TASK DIRECTIONS =
All that is wanted is an exact copy of the lines below, starting at the one that contains "of the dirt" and running to the end.

DATA SECTION =
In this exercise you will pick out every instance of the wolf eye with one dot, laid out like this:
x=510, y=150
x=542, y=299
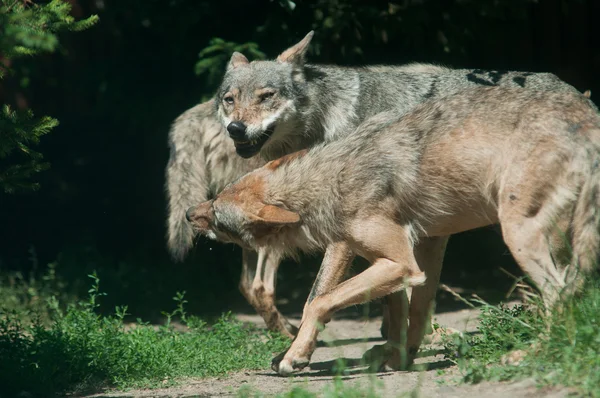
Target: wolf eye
x=265, y=96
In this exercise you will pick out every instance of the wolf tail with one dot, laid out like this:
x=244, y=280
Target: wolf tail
x=186, y=176
x=586, y=219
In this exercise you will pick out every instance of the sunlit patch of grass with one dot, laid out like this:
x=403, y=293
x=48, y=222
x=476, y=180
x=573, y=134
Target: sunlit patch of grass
x=562, y=348
x=81, y=349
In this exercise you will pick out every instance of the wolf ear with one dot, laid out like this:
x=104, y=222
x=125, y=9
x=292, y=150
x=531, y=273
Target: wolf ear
x=275, y=215
x=296, y=53
x=270, y=219
x=237, y=59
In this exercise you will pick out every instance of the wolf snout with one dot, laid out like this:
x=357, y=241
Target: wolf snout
x=237, y=130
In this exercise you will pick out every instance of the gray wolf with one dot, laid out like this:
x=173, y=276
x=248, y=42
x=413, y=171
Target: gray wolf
x=202, y=162
x=528, y=160
x=277, y=107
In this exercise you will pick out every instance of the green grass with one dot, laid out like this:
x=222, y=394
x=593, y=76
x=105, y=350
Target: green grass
x=562, y=349
x=82, y=350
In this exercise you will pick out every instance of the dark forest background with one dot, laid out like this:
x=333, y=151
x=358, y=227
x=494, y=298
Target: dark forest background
x=116, y=88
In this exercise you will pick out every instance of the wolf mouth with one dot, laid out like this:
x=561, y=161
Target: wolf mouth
x=247, y=149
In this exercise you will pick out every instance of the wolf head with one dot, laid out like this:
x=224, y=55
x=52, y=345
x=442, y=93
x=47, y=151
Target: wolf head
x=257, y=97
x=240, y=215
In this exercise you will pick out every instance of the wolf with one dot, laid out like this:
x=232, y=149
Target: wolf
x=201, y=163
x=528, y=160
x=270, y=108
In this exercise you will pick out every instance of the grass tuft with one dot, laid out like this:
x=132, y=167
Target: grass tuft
x=562, y=348
x=82, y=350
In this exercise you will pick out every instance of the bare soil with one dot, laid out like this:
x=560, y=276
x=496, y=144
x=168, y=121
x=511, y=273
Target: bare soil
x=348, y=339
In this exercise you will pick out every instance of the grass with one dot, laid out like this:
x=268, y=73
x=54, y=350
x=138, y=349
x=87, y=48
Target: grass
x=82, y=350
x=561, y=349
x=48, y=347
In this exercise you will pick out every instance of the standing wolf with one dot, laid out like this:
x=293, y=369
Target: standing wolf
x=527, y=160
x=277, y=107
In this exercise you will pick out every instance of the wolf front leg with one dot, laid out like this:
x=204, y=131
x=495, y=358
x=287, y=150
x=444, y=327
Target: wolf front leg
x=257, y=285
x=394, y=268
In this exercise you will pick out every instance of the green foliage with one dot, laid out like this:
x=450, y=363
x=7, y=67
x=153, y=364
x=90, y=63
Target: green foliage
x=214, y=57
x=82, y=349
x=337, y=389
x=20, y=131
x=562, y=348
x=28, y=29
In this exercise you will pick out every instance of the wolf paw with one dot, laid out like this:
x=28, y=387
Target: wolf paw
x=286, y=366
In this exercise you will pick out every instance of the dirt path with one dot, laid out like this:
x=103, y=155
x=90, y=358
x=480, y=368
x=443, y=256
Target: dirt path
x=349, y=339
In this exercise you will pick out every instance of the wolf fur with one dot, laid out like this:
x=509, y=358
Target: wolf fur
x=294, y=105
x=202, y=163
x=528, y=160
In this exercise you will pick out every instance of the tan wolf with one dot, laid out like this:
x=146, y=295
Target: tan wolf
x=284, y=105
x=527, y=160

RESPONSE AREA =
In this exercise you will pick out every instance of the dirt path with one dot, laid out like this:
x=103, y=155
x=90, y=358
x=480, y=368
x=443, y=256
Target: dirt path
x=349, y=339
In this exercise you will pick out every instance of the wolf fur with one dot, laid out like this:
x=509, y=358
Target: wolf fur
x=294, y=105
x=202, y=163
x=528, y=160
In this exercise you will pick out every instance of the tan wolf with one dot, laid out like this:
x=146, y=295
Target: tan wolf
x=284, y=105
x=527, y=160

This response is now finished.